## Data to process

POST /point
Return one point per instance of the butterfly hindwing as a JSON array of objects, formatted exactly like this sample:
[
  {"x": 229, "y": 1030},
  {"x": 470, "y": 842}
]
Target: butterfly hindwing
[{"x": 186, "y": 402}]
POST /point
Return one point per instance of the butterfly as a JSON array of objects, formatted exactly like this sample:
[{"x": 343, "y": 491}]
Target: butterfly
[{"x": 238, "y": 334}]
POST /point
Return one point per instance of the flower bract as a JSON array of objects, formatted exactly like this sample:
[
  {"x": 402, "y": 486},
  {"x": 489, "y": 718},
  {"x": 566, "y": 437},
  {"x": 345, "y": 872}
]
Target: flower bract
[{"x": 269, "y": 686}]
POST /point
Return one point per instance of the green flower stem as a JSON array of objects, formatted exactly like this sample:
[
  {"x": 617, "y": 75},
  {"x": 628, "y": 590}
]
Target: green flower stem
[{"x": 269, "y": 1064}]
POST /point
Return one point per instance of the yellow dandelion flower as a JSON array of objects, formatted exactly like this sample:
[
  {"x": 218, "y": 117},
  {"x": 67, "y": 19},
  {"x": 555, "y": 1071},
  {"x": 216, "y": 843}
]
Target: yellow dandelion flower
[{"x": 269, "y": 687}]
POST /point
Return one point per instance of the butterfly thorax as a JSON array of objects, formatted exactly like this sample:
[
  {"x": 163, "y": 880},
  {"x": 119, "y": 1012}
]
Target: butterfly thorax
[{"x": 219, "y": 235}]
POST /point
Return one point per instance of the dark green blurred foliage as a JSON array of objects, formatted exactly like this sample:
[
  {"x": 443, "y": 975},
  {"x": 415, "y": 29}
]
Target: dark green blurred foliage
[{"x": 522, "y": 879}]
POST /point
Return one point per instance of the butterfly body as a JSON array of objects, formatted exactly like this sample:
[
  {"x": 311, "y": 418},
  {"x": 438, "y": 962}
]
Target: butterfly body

## What you should do
Print the whole listing again, exactly.

## Task answer
POST /point
Return one point per instance of the butterfly hindwing as a JSON array of objects, formatted exactly like this sample:
[
  {"x": 229, "y": 1030},
  {"x": 470, "y": 842}
]
Target: butterfly hindwing
[{"x": 186, "y": 402}]
POST /point
Return one point per instance of the butterfly as a JSON array of objects, formatted exactly like this sample:
[{"x": 343, "y": 491}]
Target: butterfly
[{"x": 238, "y": 334}]
POST /point
Return one point per instance of the flower bract as a JSON array of objects, formatted exactly like this sample:
[
  {"x": 402, "y": 486},
  {"x": 489, "y": 718},
  {"x": 566, "y": 437},
  {"x": 345, "y": 872}
]
Target: flower bract
[{"x": 269, "y": 686}]
POST /point
Return one point per instance of the green flower stem as a JSON array of objects, formatted exactly like this sample:
[
  {"x": 617, "y": 75},
  {"x": 628, "y": 590}
]
Target: green flower stem
[{"x": 269, "y": 1064}]
POST /point
Return one point per instance of the yellow dandelion flower as a JSON array of objects, formatted exactly like this sample:
[
  {"x": 218, "y": 117},
  {"x": 67, "y": 19},
  {"x": 555, "y": 1071},
  {"x": 216, "y": 843}
]
Target: yellow dandelion flower
[{"x": 269, "y": 687}]
POST /point
Return one point per instance of the butterfly thorax as a JSON array of objects, formatted exactly like this sample:
[
  {"x": 163, "y": 880},
  {"x": 119, "y": 1012}
]
Target: butterfly thorax
[{"x": 219, "y": 235}]
POST /point
Return one point per instance of the dark green blurred foliage as a JSON array of objects, formatted exactly like this sample:
[
  {"x": 443, "y": 975},
  {"x": 415, "y": 29}
]
Target: dark green blurred foliage
[{"x": 522, "y": 879}]
POST /point
Return one point per instance of the butterfly body as a JSON array of objects, formatted exactly like this sample:
[
  {"x": 311, "y": 418},
  {"x": 438, "y": 962}
]
Target: butterfly body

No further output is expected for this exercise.